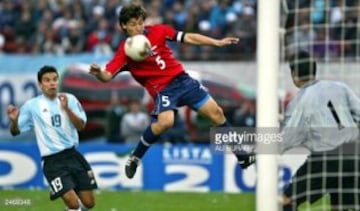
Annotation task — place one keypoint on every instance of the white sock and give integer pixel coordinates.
(82, 206)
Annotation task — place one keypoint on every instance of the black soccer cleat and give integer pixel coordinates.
(131, 165)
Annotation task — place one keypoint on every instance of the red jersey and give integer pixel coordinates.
(158, 69)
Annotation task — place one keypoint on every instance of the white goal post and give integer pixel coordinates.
(268, 59)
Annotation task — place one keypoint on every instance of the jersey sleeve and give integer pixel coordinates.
(76, 107)
(295, 129)
(115, 65)
(25, 122)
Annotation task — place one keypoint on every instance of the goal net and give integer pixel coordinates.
(330, 31)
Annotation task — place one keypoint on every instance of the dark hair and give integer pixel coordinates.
(131, 11)
(303, 64)
(46, 69)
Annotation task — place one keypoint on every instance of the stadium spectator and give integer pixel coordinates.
(55, 118)
(62, 37)
(323, 117)
(164, 78)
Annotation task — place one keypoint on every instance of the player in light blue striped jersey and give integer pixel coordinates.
(55, 118)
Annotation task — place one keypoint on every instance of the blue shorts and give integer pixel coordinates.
(183, 90)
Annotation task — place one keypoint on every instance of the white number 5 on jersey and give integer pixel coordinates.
(160, 62)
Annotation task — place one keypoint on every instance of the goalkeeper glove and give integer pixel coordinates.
(246, 160)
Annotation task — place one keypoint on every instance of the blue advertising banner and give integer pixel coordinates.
(193, 168)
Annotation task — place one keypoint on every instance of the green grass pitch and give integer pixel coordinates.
(144, 201)
(135, 201)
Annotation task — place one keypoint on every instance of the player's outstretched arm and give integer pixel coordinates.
(13, 113)
(96, 71)
(199, 39)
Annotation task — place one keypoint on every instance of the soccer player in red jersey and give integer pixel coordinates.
(164, 77)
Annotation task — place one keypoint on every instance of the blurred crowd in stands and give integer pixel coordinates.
(75, 26)
(328, 28)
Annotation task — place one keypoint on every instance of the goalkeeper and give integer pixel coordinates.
(322, 117)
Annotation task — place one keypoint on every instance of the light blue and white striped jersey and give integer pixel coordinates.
(321, 117)
(53, 128)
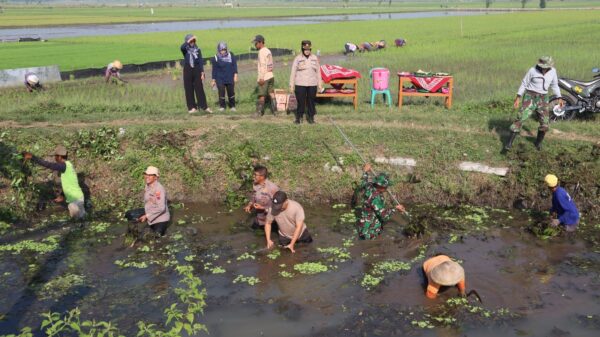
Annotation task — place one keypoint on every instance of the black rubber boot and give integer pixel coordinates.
(539, 140)
(508, 144)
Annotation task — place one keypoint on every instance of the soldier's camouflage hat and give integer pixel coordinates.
(382, 180)
(546, 62)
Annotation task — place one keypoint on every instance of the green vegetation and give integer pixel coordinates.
(310, 268)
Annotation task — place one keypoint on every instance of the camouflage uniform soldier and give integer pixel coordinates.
(373, 214)
(536, 101)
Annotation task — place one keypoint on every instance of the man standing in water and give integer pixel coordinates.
(564, 212)
(264, 190)
(265, 79)
(290, 219)
(373, 214)
(71, 191)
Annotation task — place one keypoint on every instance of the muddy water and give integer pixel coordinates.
(548, 288)
(141, 28)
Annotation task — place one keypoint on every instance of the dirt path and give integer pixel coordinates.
(200, 123)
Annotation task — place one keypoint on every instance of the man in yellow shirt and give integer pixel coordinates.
(265, 80)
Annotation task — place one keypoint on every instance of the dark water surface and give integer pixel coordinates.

» **Aim**
Render every line of the records above as a Markdown table with the columns Number and Entry, numbering the rows in order and skipping blank lines. Leave the pictures out of the table.

» **Task answer**
| Number | Entry |
|---|---|
| 1 | Annotation task — place one keypoint on every instance of the white sock and give integer pixel coordinates. |
| 2 | (82, 206) |
| 3 | Annotation task — place one keypoint on every instance of the black soccer cleat and give integer pixel coordinates. |
| 4 | (131, 165) |
| 5 | Annotation task — place one keypoint on every instance of the red jersey and give integer pixel coordinates. |
| 6 | (158, 69) |
| 7 | Annotation task — place one keypoint on every instance of the white goal post and give integer pixel coordinates. |
| 8 | (268, 59) |
| 9 | Annotation task — place one keypoint on every instance of the jersey sleeve and give integer pixel coordinates. |
| 10 | (76, 107) |
| 11 | (295, 129) |
| 12 | (115, 65) |
| 13 | (25, 122) |
| 14 | Annotation task — place one keypoint on every instance of the goal net and give integer pixel coordinates. |
| 15 | (330, 31) |
| 16 | Annotation task — place one keypoint on every instance of the dark hair and give integer pixel coordinates. |
| 17 | (131, 11) |
| 18 | (303, 64) |
| 19 | (46, 69) |
| 20 | Annotation task — place one keypoint on every instance of the stadium spectator and give integer pixel coordinates. |
| 21 | (55, 118) |
| 22 | (62, 37) |
| 23 | (323, 117) |
| 24 | (164, 78) |
| 25 | Annotation task — place one keypoint on every instance of the player in light blue striped jersey and give integer pixel coordinates. |
| 26 | (55, 118) |
| 27 | Annotation task — place one keypoint on every instance of the blue shorts and give integer pixel coordinates. |
| 28 | (183, 90) |
| 29 | Annotation task — place one keypoint on every instance of the white number 5 on jersey and give integer pixel coordinates. |
| 30 | (160, 62) |
| 31 | Annotation task — place one keypoint on every instance of the goalkeeper glove and give integer pixel coordinates. |
| 32 | (246, 160) |
| 33 | Annotation task — place one keypoint on every instance of the blue advertising banner and give integer pixel coordinates. |
| 34 | (193, 168) |
| 35 | Annotation task — place one keypoint on every instance of the green grass pitch and give integer pixel coordinates. |
| 36 | (144, 201) |
| 37 | (135, 201) |
| 38 | Annotation task — place one keypoint on every instance of the player's outstretched arm and give integer pixel coordinates. |
| 39 | (13, 113) |
| 40 | (96, 71) |
| 41 | (199, 39) |
| 42 | Annotation task — place one keypoint on every instance of the soccer player in red jersey and give integer pixel coordinates. |
| 43 | (164, 77) |
| 44 | Annotation task — place one keypoint on every instance of the blurred crowd in stands and give integer pixel coordinates. |
| 45 | (75, 26) |
| 46 | (328, 28) |
| 47 | Annotation task — place one keypoint on every instance of the goalkeeper and give integer pixel coordinates. |
| 48 | (322, 117) |
| 49 | Annotation task — place one keypoint on every instance of the light blue and white striped jersey and give integer pixel coordinates. |
| 50 | (321, 117) |
| 51 | (53, 128) |
| 52 | Annotation task — place one keypoint on every instance of the black rubber boot and give integer pixel coordinates. |
| 53 | (539, 140) |
| 54 | (508, 144) |
| 55 | Annotation task — place one keypoint on every instance of the soldier's camouflage hat and give integer pixel coordinates. |
| 56 | (382, 180) |
| 57 | (546, 62) |
| 58 | Annotation task — place one keypoint on every instance of the green vegetation and give integer pixel coordinates. |
| 59 | (310, 268) |
| 60 | Annotation task — place one keypoint on every instance of the camouflage uniform soldier and give integer pixel coordinates. |
| 61 | (373, 214) |
| 62 | (536, 101) |
| 63 | Annotation task — place one keypoint on every instance of the man standing in water and give integer pixel coordinates. |
| 64 | (564, 212) |
| 65 | (264, 190) |
| 66 | (265, 79) |
| 67 | (290, 219) |
| 68 | (373, 214) |
| 69 | (71, 191) |
| 70 | Annotation task — place one keypoint on every instance of the muddy water and give integer pixel coordinates. |
| 71 | (548, 288) |
| 72 | (141, 28) |
| 73 | Annotation task — place one keypoint on every instance of the dirt path and give integer pixel coordinates. |
| 74 | (200, 123) |
| 75 | Annotation task — place one keypoint on every instance of the man in yellow shirt and give integer pixel coordinates. |
| 76 | (265, 80) |
| 77 | Annotation task — place one keypoint on every instance of the dark water surface and give integer pixel coordinates. |